• **Texte à lire**:
Florence Le Marec lâche prise entre la terre et le feu

Dans le hall de l’Hôtel de Ville de Blois, l’exposition En mouvement déploie les formes élancées et sensuelles des sculptures de Florence Le Marec. Céramiste autodidacte, elle explore le dialogue entre la matière et le geste, la spontanéité et la structure, le vivant et le figé. Au fil de ses pièces, le regard devine des corps, des élans de danse, des ondulations fluides, nées d’un processus où l’intuition l’emporte sur le contrôle.
« Ce qui m’intéressait dans le travail, c’était de passer de la matière molle, informe, à la structure plutôt formelle, tout en laissant la spontanéité, l’émotion surgir », confie l’artiste. Dès les premiers instants de création, elle inscrit ses œuvres dans une dynamique évolutive : « On commence par quelque chose d’un peu embryonnaire, puis la forme devient plus ronde, elle s’élève tout doucement pour devenir des corps en mouvement. » Une transformation presque organique, qui donne à voir des sculptures proches de l’élan vital.

Un dialogue entre la terre et le feu
Chaque pièce est façonnée avec une minutie qui contraste avec l’impulsion du geste. Le grès est travaillé à la plaque, aux colombins, poli patiemment à la pierre d’Agathe, jusqu’à obtenir une douceur presque charnelle. « La terre commence à devenir plus sensuelle, plus lisse et aussi brillante. Il n’y a pas du tout d’émail sur les pièces », explique Florence Le Marec.

• **Consigne de travail**: Poursuivez l'article sur les sculptures en céramique de Florence Le Marec à partir de sa dernière phrase.

• **Données fournies**:
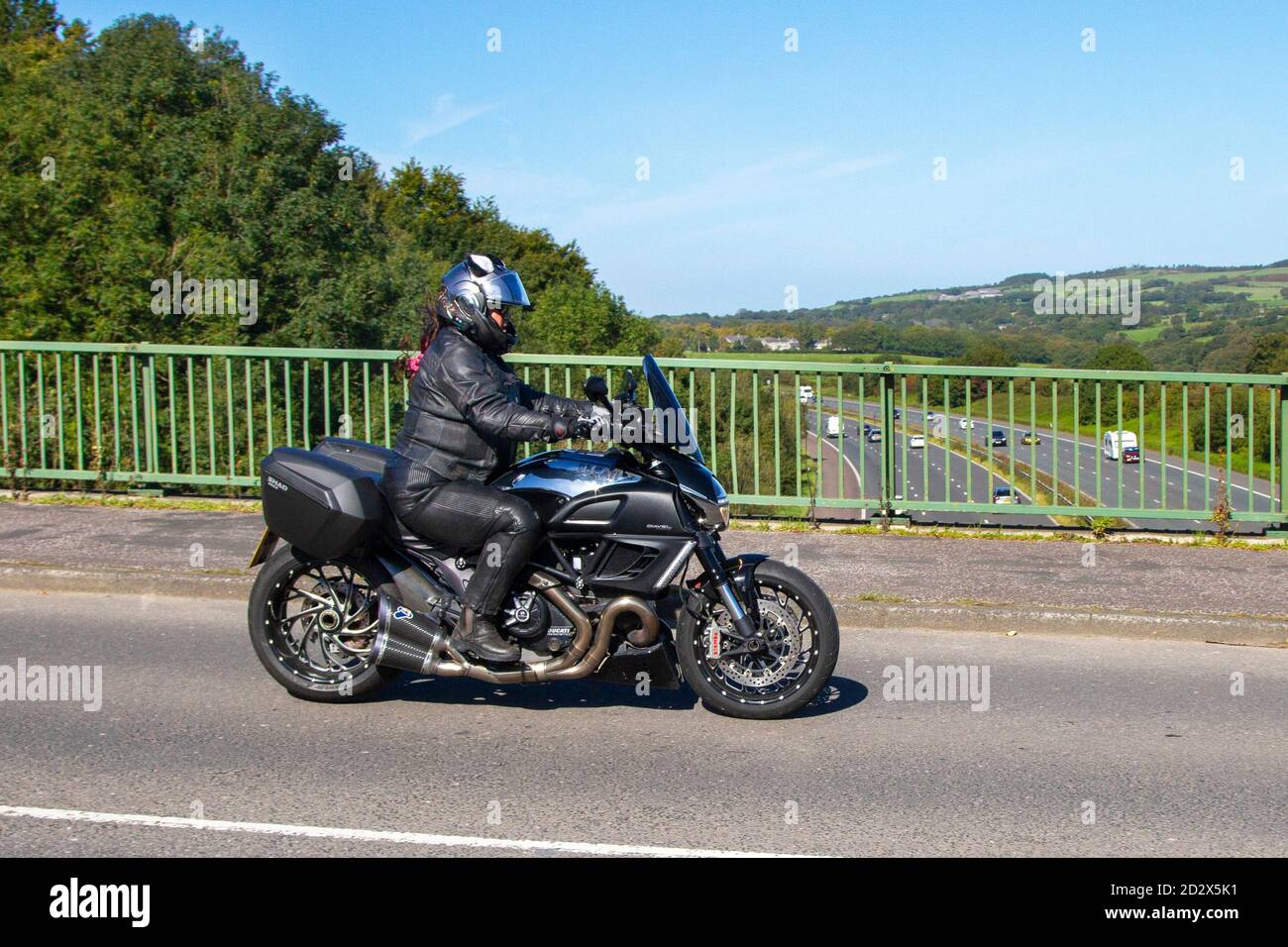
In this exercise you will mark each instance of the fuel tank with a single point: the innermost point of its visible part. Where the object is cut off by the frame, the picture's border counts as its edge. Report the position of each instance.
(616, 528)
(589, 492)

• **Réponse rédigée**:
Mais c’est dans l’enfumage que l’artiste accepte de perdre la maîtrise de son œuvre, de lui laisser une part d’imprévisible : « L’idée, c’était de les mettre en enfumage, c’est-à-dire de lâcher tout. Ça ne m’appartient plus, ça appartient au feu en fonction de ce qui va se passer au moment de la combustion. Il y a des traces noires qui vont se déposer, plus ou moins, et c’est toujours surprenant. » À l’ouverture des bidons, la découverte se fait fascinante. « Le lâcher-prise permet la surprise », souligne-t-elle.
Ce dialogue avec l’inattendu, Florence Le Marec le revendique comme un principe fondamental de sa démarche. Loin de rechercher la perfection, elle revendique l’influence du wabi-sabi, cette esthétique japonaise qui célèbre l’imperfection et l’impermanence : « On veut tout contrôler, mais moi, je pense qu’il ne faut pas contrôler, d’où le feu. Ce sont de belles surprises, se laisser happer par ce qui advient. »

Un mouvement inspiré par la danse
Le titre de l’exposition En mouvement ne doit rien au hasard. La céramiste voit dans ses formes l’incarnation d’un élan, d’un souffle, d’un corps en suspension. « Pour moi, ce sont des corps qui dansent », affirme-t-elle. L’artiste se souvient d’un moment révélateur : « Quand j’ai fait une de ces pièces exposées ici, j’écoutais un podcast sur la danseuse Isadora Duncan, et en même temps, je faisais. Je suis partie en mouvement, comme elle. » Ce geste fondateur, presque chorégraphique, a donné naissance à sa première sculpture de la série. « Elle a été un peu ce mouvement de libération », se remémore-t-elle.
Dans ce processus, l’artiste refuse toute rigidité et laisse l’émotion guider la matière : « Dans le mouvement, c’est complètement aléatoire. Il y a une émotion qui se dégage avec moi et la terre, on fait corps toutes les deux. Je ne sais pas où je vais, je pars comme ça. » Chaque sculpture naît d’une tension entre l’ascension et la torsion. Dans son atelier, Florence Le Marec sculpte comme on danse, dans un corps-à-corps avec la terre : « Le premier geste est souvent le bon. Après, je fignole, je vais lisser une arête un peu trop saillante pour qu’elle soit plus ronde, mais l’essentiel est déjà là. »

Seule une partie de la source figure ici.